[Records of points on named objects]
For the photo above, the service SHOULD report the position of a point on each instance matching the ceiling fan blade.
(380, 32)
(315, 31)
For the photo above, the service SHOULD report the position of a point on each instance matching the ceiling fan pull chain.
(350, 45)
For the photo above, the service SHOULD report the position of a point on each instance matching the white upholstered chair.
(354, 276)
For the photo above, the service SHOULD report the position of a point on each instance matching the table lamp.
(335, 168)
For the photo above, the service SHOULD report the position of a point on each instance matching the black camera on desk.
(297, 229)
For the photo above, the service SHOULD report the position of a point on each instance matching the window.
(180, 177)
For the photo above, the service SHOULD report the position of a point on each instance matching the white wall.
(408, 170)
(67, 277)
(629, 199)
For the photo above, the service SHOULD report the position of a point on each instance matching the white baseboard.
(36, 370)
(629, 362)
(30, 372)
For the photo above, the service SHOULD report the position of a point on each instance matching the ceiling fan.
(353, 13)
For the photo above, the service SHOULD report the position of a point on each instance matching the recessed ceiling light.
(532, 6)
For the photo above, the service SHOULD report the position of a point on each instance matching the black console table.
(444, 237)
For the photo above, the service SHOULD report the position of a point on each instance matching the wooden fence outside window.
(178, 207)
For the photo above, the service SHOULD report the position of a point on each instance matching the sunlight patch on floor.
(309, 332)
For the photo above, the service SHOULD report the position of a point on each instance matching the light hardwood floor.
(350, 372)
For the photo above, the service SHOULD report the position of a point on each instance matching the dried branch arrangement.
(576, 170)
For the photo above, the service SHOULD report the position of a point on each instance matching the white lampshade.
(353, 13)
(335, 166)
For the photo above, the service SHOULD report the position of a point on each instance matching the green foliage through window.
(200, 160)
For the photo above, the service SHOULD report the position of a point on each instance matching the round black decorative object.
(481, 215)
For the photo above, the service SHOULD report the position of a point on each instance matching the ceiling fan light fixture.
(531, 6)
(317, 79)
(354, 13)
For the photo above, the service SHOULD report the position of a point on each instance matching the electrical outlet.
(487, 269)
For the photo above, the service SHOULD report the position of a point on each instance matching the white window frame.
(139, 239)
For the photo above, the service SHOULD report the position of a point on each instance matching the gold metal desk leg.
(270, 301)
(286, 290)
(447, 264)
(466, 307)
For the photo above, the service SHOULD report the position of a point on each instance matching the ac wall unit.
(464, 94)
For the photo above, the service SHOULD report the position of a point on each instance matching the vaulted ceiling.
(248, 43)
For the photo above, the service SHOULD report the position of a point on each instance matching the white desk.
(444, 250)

Your goal: Quote all of the lines above verbatim, start to finish.

Final result:
For the photo above, the service SHOULD report the position of a point on each instance matching the ceiling fan blade.
(380, 32)
(315, 31)
For the photo above, the service SHOULD report the position of a point on each instance matching the ceiling fan pull chain.
(350, 45)
For the photo above, the service SHOULD report the position of a point on each instance matching the white upholstered chair.
(354, 276)
For the photo above, the service SHOULD report the position of a point on each instance matching the table lamp.
(335, 168)
For the photo above, the service SHOULD report the position of a point on each instance matching the black camera on desk.
(297, 229)
For the photo above, the service SHOULD report the position of a point on each instance matching the window.
(180, 177)
For the photo above, the service SHOULD report the position of a point on each instance matching the white wall.
(408, 170)
(67, 277)
(629, 199)
For the photo above, the service SHOULD report the position of a point on each instance matching the white baseboard.
(36, 370)
(629, 362)
(30, 372)
For the photo above, the service SHOULD report the position of a point on each instance matching the ceiling fan.
(353, 13)
For the photo above, the service SHOULD report the position of a point on each instance matching the recessed ceiling light.
(532, 6)
For the photo above, the service SHOULD report the position of a point on each instance matching the black console table.
(444, 237)
For the photo above, the service SHOULD report the position of a point on each instance matching the wooden fence outside window.
(178, 207)
For the photo above, the service SHOULD report the position of a point on each instance matching the sunlight patch on floor.
(309, 332)
For the photo above, the service SHOULD report the position of a point on each instance matching the light hardwood floor.
(350, 372)
For the photo above, the service SHOULD report the position of a point on each instance matching the dried branch arrangement.
(576, 170)
For the photo above, the service SHOULD report the position of a point on each instance matching the white lampshade.
(353, 13)
(335, 166)
For the photo above, the service SHOULD report the position of a point on each instance matching the green foliage through window.
(200, 160)
For the photo above, the service SHOULD report the position of a point on each instance matching the round black decorative object.
(481, 215)
For the photo above, the service SHOULD report the position of a point on each instance matching the ceiling fan light fixture.
(531, 6)
(317, 79)
(354, 13)
For the photo above, the service SHOULD report the position of a point on each instance matching the electrical outlet.
(487, 269)
For the photo above, the service SHOULD report the position of a point on each instance matching the white window frame.
(139, 239)
For the photo above, the service SHOULD report the position of a point on each instance matching the gold metal desk leg.
(270, 301)
(286, 290)
(447, 264)
(466, 307)
For the photo above, the service SHOULD report the position of a point on each instance matching the ac wall unit.
(464, 94)
For the photo above, the service SHOULD report the position of a point on each instance matching the vaulted ceiling.
(248, 43)
For the photo above, the service SHOULD report the position of a point on each instance matching the white desk.
(444, 250)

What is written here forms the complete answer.